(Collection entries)
◆ ◆ ◆ ◆
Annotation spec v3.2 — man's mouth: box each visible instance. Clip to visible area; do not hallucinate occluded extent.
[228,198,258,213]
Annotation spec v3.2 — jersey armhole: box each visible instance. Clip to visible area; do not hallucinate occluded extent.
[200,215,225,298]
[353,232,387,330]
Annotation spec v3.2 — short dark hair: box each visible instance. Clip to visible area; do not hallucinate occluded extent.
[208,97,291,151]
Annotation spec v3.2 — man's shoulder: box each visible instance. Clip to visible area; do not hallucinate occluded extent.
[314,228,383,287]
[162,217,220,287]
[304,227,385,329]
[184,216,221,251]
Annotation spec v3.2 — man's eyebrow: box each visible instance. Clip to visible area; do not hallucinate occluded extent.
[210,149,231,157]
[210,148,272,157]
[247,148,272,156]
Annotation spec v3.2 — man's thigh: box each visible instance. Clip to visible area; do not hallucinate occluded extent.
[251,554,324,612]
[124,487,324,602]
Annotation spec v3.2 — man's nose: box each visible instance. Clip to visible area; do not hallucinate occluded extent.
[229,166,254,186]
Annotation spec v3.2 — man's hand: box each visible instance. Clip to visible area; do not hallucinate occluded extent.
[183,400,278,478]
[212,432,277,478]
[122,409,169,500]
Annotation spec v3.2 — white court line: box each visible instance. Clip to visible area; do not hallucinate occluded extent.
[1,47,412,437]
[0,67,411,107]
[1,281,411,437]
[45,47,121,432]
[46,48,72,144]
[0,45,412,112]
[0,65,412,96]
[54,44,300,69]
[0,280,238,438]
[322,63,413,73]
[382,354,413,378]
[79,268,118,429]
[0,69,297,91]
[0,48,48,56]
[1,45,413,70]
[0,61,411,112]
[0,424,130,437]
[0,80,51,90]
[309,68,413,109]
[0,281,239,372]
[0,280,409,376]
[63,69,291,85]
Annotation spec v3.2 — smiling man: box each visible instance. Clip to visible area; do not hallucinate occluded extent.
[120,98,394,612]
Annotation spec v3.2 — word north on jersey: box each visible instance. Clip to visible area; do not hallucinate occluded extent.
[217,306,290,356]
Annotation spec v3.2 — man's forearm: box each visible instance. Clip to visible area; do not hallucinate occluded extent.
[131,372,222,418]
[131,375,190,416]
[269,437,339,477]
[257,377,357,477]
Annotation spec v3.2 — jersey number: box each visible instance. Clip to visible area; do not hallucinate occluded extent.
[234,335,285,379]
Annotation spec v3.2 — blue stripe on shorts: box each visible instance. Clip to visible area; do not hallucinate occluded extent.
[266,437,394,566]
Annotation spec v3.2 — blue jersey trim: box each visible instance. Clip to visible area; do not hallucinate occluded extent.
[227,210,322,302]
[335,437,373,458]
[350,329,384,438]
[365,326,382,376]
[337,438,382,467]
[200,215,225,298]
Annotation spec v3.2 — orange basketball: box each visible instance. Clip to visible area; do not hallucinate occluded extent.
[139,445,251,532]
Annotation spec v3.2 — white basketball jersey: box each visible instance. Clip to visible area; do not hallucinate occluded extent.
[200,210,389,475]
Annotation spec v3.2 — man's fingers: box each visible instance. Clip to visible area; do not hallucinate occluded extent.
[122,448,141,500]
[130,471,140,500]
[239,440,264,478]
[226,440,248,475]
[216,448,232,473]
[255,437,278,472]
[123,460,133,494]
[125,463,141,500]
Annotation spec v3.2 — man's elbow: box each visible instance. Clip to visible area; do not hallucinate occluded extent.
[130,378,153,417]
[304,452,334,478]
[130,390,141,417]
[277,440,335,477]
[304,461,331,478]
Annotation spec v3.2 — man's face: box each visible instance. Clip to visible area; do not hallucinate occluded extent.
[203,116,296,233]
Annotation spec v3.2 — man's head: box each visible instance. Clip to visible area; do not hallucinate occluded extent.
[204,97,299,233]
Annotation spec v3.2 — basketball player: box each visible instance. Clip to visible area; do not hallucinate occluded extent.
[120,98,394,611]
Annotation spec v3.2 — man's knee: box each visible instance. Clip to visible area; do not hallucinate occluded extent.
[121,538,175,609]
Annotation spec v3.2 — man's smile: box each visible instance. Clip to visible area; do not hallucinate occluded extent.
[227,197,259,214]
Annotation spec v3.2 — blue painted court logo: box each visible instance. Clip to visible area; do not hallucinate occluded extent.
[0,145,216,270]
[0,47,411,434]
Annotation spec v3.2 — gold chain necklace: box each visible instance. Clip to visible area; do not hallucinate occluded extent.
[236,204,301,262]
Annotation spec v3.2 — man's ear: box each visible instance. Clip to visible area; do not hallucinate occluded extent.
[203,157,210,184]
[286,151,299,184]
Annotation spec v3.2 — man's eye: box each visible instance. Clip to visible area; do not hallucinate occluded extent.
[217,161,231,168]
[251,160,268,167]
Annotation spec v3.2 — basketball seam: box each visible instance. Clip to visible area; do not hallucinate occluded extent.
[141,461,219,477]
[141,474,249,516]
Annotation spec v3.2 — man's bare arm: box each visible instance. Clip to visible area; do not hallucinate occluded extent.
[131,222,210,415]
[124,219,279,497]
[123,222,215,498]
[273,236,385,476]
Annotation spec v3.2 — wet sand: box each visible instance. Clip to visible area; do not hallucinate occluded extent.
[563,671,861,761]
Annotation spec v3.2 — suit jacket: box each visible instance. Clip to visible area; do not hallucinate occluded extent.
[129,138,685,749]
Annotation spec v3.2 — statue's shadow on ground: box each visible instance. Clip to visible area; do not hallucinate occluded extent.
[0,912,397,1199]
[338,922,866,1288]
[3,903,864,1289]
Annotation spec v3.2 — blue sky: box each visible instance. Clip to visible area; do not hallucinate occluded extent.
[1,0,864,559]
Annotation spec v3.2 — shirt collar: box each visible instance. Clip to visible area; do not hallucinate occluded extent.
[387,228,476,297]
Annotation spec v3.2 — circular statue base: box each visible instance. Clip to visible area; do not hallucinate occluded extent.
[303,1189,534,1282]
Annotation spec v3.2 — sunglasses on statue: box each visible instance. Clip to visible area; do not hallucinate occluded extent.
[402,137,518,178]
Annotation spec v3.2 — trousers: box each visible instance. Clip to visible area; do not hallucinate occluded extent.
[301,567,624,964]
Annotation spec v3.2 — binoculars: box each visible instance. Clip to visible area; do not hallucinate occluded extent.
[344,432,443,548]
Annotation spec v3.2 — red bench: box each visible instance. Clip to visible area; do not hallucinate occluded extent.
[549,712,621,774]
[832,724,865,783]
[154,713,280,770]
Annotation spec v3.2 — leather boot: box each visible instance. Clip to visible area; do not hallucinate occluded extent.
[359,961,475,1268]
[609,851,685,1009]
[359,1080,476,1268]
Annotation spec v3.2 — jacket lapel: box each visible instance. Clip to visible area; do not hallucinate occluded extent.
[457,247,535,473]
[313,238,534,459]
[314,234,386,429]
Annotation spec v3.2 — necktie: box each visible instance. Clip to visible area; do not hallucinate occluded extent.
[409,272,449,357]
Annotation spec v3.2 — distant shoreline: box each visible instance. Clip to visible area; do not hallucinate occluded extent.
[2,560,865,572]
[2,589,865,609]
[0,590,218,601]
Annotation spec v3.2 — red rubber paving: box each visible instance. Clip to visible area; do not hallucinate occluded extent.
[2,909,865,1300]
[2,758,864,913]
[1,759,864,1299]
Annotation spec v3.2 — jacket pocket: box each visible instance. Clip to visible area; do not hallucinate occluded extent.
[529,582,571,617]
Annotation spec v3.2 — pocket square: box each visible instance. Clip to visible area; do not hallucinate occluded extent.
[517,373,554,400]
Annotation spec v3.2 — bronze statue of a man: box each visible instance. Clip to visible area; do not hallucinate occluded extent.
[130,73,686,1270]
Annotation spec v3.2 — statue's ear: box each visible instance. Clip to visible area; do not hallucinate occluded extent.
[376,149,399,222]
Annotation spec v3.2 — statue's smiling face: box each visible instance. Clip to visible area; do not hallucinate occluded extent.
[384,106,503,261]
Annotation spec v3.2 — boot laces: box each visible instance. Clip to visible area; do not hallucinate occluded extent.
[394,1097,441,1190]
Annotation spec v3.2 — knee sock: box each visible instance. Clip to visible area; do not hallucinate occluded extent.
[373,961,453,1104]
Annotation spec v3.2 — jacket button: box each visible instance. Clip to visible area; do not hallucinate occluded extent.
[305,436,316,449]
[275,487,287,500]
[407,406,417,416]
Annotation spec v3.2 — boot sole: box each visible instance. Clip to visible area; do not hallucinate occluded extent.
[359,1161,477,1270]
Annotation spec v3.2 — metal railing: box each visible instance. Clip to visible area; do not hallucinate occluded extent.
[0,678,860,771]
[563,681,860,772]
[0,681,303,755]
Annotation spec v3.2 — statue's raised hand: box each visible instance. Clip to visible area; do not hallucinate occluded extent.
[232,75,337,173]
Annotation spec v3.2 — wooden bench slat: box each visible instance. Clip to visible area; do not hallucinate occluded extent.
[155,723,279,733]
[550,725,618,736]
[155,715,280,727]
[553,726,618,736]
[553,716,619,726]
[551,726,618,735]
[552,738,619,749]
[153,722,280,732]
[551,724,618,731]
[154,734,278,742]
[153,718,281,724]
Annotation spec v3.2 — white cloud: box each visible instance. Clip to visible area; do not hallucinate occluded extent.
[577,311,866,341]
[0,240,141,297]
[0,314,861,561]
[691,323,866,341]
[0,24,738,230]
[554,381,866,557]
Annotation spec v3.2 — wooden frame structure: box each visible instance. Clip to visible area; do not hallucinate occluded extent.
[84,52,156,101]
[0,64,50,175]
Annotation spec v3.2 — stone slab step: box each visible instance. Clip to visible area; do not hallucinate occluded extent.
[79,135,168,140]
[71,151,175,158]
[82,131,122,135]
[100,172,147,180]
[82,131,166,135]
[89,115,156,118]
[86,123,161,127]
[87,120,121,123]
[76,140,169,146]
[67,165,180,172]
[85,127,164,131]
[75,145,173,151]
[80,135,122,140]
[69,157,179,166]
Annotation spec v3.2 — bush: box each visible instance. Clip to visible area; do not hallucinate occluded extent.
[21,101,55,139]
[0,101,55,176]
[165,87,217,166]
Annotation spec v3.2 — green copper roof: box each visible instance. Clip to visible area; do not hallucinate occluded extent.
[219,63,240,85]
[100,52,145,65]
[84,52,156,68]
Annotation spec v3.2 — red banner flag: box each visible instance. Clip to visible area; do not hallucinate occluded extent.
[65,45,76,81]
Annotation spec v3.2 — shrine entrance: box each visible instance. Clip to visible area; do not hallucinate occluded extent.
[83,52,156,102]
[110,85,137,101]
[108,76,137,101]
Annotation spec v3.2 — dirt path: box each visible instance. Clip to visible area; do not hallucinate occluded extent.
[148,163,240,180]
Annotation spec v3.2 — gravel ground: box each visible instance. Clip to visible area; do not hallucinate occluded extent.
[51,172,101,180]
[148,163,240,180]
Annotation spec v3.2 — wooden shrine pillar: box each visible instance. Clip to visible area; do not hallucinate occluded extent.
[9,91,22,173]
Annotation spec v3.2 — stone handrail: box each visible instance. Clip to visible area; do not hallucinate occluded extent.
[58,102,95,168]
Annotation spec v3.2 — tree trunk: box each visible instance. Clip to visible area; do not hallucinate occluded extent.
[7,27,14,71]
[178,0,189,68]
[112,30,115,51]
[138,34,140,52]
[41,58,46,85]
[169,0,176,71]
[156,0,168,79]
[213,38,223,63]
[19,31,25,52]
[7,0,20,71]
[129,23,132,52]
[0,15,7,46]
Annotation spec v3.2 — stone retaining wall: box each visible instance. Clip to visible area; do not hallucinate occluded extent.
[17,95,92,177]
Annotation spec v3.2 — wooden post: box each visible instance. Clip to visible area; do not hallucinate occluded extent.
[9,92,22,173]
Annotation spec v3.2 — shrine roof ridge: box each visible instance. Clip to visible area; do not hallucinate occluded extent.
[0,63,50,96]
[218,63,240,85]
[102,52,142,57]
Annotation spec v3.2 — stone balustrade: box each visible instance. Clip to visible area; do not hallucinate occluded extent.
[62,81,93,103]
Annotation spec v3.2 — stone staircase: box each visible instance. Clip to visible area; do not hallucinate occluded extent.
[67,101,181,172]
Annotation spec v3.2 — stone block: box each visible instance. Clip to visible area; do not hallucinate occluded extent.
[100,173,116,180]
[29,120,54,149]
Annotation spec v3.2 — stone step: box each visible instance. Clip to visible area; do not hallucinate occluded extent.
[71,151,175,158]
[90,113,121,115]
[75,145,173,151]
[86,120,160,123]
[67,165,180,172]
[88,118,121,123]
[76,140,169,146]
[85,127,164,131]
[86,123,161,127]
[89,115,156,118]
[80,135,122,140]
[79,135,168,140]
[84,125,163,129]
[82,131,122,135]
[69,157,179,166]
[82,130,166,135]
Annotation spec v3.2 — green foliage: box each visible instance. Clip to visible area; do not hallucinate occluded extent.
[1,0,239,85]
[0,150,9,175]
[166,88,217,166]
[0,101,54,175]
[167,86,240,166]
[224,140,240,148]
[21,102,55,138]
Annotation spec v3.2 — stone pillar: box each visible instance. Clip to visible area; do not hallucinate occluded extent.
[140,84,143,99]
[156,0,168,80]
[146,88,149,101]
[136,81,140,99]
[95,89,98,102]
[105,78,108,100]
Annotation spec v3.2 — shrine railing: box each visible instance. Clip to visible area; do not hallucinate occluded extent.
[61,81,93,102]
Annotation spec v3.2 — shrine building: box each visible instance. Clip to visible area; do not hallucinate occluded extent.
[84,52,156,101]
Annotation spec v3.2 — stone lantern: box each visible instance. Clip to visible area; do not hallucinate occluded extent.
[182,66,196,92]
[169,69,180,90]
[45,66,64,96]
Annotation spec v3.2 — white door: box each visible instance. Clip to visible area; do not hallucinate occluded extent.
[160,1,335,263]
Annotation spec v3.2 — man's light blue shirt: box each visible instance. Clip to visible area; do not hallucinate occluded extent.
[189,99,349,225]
◆ ◆ ◆ ◆
With the line containing "Annotation spec v3.2 — man's light" as the first and the final line of the records as the last, copy that span exactly and nothing more.

Annotation spec v3.2 — man's light blue shirt: box each visible instance. Clip to visible area; do not hallucinate occluded extent.
[189,99,349,225]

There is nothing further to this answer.